## Task details
Can you reproduce, word for word, every line from the one containing "Could you kindly annotate the sandy" through the final line below, with both of those lines included?

————————

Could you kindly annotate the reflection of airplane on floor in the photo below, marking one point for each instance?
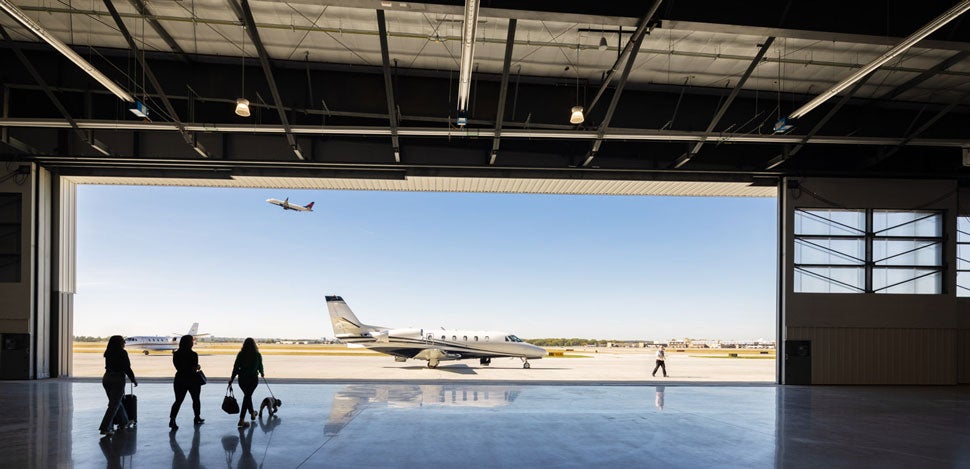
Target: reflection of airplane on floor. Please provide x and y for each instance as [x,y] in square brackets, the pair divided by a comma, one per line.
[427,344]
[154,343]
[354,398]
[288,206]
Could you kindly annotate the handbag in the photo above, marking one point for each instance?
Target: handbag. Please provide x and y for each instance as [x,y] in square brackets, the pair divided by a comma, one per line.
[229,403]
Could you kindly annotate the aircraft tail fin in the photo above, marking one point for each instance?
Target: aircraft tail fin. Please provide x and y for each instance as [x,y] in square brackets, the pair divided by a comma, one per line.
[345,323]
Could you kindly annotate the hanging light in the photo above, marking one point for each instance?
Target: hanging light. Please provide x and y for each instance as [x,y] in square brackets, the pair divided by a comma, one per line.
[242,107]
[242,104]
[577,116]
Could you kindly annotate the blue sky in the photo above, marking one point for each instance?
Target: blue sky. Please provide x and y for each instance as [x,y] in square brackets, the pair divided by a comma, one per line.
[152,260]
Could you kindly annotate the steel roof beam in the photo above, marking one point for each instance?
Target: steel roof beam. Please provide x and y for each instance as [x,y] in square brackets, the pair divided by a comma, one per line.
[503,91]
[929,73]
[189,137]
[613,102]
[683,159]
[437,132]
[883,156]
[388,89]
[636,37]
[86,137]
[788,153]
[153,22]
[246,16]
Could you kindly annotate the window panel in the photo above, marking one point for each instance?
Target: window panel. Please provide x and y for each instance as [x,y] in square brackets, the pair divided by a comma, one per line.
[913,281]
[830,280]
[907,252]
[830,222]
[963,283]
[838,251]
[908,223]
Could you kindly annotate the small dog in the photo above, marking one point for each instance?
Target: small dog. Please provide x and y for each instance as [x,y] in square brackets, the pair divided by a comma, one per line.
[272,405]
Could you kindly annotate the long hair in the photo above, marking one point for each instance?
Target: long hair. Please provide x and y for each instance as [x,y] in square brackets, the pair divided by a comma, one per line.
[185,343]
[115,344]
[249,351]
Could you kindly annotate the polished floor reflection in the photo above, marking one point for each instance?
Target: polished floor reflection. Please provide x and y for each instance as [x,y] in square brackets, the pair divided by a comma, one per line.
[53,423]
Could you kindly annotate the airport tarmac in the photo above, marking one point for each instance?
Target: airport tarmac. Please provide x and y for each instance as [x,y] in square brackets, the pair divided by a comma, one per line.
[578,367]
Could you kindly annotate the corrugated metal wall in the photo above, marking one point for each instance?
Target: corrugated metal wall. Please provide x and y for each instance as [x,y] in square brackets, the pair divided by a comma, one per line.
[882,356]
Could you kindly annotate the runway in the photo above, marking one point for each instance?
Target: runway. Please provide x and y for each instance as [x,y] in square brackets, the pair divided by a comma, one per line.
[589,367]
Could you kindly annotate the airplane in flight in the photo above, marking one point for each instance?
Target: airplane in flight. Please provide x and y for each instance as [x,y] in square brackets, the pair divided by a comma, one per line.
[288,206]
[155,343]
[428,344]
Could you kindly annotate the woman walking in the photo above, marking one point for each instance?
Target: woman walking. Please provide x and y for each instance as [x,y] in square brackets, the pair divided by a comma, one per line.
[186,380]
[248,363]
[116,367]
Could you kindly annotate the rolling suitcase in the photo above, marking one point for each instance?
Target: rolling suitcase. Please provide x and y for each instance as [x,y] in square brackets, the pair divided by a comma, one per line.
[130,403]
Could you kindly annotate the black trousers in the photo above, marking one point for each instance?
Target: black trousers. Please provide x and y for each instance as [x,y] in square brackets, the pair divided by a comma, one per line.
[182,385]
[248,385]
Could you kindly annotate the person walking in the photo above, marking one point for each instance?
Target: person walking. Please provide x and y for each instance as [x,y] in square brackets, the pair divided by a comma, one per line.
[661,361]
[116,367]
[187,368]
[248,363]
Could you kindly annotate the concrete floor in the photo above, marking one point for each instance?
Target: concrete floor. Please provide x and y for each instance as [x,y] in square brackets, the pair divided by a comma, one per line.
[53,423]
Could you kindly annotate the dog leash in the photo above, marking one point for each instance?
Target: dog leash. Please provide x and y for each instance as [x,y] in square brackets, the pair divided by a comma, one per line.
[267,387]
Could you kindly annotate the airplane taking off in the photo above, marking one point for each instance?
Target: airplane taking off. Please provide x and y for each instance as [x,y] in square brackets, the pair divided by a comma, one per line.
[149,343]
[288,206]
[428,344]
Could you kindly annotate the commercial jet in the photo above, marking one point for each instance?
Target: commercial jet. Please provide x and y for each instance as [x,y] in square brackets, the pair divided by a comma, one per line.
[428,344]
[288,206]
[155,343]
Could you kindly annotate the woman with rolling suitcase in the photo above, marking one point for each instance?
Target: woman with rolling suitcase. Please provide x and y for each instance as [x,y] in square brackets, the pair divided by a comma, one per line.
[188,378]
[116,367]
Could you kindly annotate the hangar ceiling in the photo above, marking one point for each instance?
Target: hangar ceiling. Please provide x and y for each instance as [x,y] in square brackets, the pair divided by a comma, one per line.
[673,91]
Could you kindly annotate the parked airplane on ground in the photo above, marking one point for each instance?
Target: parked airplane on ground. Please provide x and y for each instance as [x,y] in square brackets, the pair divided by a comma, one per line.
[288,206]
[428,344]
[148,343]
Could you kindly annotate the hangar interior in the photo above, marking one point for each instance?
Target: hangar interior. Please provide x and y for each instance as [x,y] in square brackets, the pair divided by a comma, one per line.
[857,122]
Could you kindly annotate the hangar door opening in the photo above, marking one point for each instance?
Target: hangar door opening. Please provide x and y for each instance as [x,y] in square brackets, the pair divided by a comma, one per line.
[600,282]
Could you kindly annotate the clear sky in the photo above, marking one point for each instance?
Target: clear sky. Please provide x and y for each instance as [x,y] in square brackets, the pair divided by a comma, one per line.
[152,260]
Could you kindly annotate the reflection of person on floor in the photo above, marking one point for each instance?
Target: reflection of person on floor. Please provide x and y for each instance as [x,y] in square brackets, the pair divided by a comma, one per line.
[115,449]
[179,460]
[661,361]
[246,460]
[229,444]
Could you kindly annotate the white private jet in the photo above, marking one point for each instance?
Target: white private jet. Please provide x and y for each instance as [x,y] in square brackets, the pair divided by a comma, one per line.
[288,206]
[428,344]
[155,343]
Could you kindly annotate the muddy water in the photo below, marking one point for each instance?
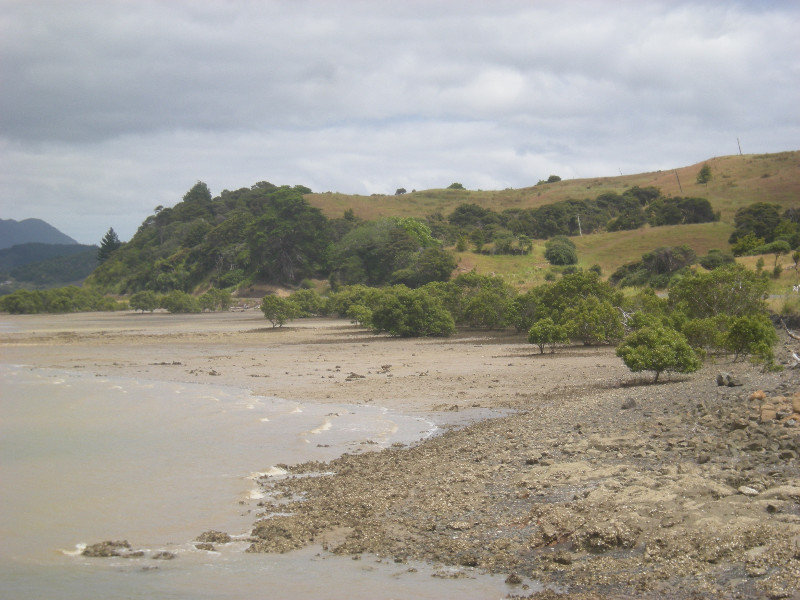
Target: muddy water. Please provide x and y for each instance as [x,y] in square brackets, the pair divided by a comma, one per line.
[86,458]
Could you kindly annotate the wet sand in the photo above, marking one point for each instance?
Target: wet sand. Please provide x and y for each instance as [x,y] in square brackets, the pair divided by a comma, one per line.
[595,483]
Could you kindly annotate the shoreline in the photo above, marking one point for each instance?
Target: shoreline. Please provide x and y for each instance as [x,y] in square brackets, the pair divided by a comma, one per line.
[593,483]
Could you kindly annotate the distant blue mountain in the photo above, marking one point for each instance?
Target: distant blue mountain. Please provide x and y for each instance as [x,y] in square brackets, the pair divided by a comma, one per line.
[30,230]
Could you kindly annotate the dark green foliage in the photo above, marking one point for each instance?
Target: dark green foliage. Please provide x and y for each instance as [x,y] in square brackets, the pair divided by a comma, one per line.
[545,332]
[278,310]
[732,290]
[715,259]
[704,175]
[658,349]
[411,313]
[761,219]
[180,302]
[751,335]
[144,301]
[264,232]
[309,303]
[593,321]
[708,334]
[108,245]
[656,268]
[397,250]
[215,300]
[560,250]
[680,211]
[747,245]
[339,302]
[643,196]
[58,300]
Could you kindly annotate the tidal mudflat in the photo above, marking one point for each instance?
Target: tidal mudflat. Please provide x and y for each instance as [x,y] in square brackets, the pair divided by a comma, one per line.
[561,469]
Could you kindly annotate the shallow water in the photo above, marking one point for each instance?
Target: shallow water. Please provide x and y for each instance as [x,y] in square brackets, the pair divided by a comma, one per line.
[85,458]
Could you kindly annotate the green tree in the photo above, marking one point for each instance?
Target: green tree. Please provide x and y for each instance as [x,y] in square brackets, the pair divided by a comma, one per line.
[704,175]
[732,290]
[546,332]
[216,299]
[593,321]
[177,301]
[144,300]
[658,349]
[309,303]
[560,250]
[108,244]
[751,335]
[411,313]
[278,310]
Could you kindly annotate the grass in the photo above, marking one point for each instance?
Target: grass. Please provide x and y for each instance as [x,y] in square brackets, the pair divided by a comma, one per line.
[736,181]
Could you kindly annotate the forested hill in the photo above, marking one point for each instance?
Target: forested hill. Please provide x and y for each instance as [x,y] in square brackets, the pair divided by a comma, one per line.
[285,234]
[30,230]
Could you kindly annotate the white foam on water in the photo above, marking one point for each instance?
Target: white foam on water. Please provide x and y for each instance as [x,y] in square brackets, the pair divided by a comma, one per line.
[326,425]
[77,551]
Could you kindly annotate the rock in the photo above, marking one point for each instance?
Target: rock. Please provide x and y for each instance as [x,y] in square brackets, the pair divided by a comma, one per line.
[214,537]
[726,379]
[783,492]
[562,558]
[768,412]
[107,549]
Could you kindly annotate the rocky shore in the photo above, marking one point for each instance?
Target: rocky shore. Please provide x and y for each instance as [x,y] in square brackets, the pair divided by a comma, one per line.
[597,483]
[682,490]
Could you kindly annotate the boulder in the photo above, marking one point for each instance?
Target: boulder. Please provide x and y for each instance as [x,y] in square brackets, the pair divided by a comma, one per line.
[214,537]
[107,549]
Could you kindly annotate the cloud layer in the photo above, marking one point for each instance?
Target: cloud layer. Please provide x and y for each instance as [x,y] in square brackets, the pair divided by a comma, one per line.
[111,108]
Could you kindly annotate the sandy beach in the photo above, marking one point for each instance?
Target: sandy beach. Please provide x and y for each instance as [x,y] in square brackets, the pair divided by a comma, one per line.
[592,482]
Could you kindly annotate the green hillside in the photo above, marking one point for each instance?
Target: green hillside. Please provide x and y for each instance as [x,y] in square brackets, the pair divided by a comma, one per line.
[283,235]
[736,182]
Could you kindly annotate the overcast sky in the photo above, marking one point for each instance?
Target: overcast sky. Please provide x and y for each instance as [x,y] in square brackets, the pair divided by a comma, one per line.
[108,109]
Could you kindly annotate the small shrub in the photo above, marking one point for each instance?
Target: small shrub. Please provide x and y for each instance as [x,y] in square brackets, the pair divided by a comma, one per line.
[658,349]
[278,310]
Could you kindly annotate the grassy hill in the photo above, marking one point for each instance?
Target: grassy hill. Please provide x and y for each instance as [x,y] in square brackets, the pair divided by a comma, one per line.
[737,181]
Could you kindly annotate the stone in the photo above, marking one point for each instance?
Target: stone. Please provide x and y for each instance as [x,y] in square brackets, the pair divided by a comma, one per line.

————————

## Right answer
Could you kindly annotate the sandy beach in the photo above, marking one point for each instance?
Target: sandy beach. Please provide x and y for each instance as [x,y] in square brackets, the pair divided by a comma, one per line.
[592,482]
Could you kindly annotate the green hillside in the photo above, marking one point for each instance?
Target: green hillside. Please provide x and y for each instance as [x,y] in square brackets, the pair divided by a comma, one per line.
[283,235]
[736,182]
Could you kindly annotate the overcast sky in the photo above, marking one point for each instance?
Target: overcast sky. Please provide x and y for each instance as [x,y] in square brackets, the pair divided by a comma, one per line.
[108,109]
Could you kindly annotate the small shrub in the photo above, marking one point for each instance?
Target: small shrub. Please provide x and y for each instance as [x,y] in square brackets, the pair divided by a comma, one per line.
[658,349]
[278,310]
Could you kindly annotate the grassy hill in the photo above, marking one point for each instance?
Target: grassy hill. Please provide x and y for each instance as [x,y] in square brackets, the pair divided by a comma, one per line.
[737,181]
Could you kindly annotate the stone in the photo above, marking one point for each instance?
Target: stone. Please provide x and y for each instance as [x,y] in square brackets, the pair divided by a comma, one per line.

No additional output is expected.